Copy out all the items below, substituting "Place a marker" for each occurrence of "Drop a point" and keeping everything else the same. Leave the pictures out of your answer.

#####

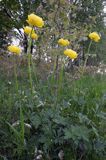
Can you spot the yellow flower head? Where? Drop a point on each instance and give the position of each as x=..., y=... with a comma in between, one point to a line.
x=35, y=20
x=34, y=36
x=94, y=36
x=14, y=49
x=28, y=30
x=63, y=42
x=70, y=53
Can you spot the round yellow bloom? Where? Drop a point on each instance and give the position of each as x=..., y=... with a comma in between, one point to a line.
x=94, y=36
x=35, y=20
x=63, y=42
x=14, y=49
x=28, y=30
x=70, y=53
x=34, y=36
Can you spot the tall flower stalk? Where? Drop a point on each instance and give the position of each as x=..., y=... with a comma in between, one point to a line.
x=29, y=62
x=85, y=62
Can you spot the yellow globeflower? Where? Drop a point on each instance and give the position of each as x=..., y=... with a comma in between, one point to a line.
x=35, y=20
x=14, y=49
x=70, y=53
x=94, y=36
x=28, y=30
x=34, y=36
x=63, y=42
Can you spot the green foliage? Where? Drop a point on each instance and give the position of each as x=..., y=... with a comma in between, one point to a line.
x=74, y=118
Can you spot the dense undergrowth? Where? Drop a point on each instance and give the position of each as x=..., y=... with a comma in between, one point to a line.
x=58, y=114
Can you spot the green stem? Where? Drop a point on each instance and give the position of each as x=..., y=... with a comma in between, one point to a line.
x=15, y=74
x=29, y=60
x=87, y=57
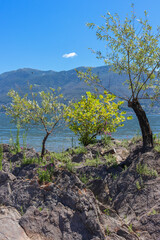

#####

## RIGHT ANSWER
Can you spot the yellow flower head? Where? Place a marker on each instance and give the position of each as x=..., y=... with a comma in between, one point to a line.
x=35, y=20
x=34, y=36
x=94, y=36
x=14, y=49
x=28, y=30
x=63, y=42
x=70, y=53
Can you spot the round yellow bloom? Where? Place a marker on each instance and give the position of each as x=..., y=... with a comma in between, one point to a line.
x=94, y=36
x=35, y=20
x=63, y=42
x=14, y=49
x=28, y=30
x=70, y=53
x=34, y=36
Can you spot the tall flower stalk? Where? Place a marker on each instance and give the position of each as x=..., y=... with a comma in between, one point to a line.
x=29, y=62
x=85, y=62
Can you spot the yellow globeflower? Where? Place a marker on each instance and give the position of each as x=..., y=... with a comma in between, one point to a line.
x=35, y=20
x=14, y=49
x=70, y=53
x=94, y=36
x=28, y=30
x=34, y=36
x=63, y=42
Can you spot the green foliage? Where? Place a marker on each instance and give the position of each as x=..., y=... with a comma in between, one point to a line.
x=74, y=118
Can you spot the dense undergrowth? Where? Place a marker on each instance and give the position of each as x=..., y=... with a comma in between, one point to a line.
x=58, y=114
Can you spot the green stem? Where? Place a marker on each instance and give the position of each as x=..., y=... with a comma in between, one point to a line.
x=15, y=74
x=29, y=60
x=87, y=57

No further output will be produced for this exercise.